— Start of DATA PROVIDED —

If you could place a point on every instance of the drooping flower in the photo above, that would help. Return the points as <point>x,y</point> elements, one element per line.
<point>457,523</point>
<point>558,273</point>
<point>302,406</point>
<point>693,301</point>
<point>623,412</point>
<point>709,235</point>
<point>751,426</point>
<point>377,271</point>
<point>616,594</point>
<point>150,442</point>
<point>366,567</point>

— End of DATA PROVIDED —

> THE PROBLEM: Rescale all the rows above: repeat each one in full, requests included, and multiply every x and y coordinate in the answers by 1.1, rounding to the nearest whole number with halves rounded up.

> THE COMPLETED TASK:
If you could place a point on every instance of the drooping flower in the photo above, that would help. Return the points as <point>x,y</point> elements, one element per line.
<point>503,575</point>
<point>614,300</point>
<point>332,447</point>
<point>762,331</point>
<point>685,453</point>
<point>780,259</point>
<point>826,469</point>
<point>415,298</point>
<point>678,653</point>
<point>165,486</point>
<point>403,624</point>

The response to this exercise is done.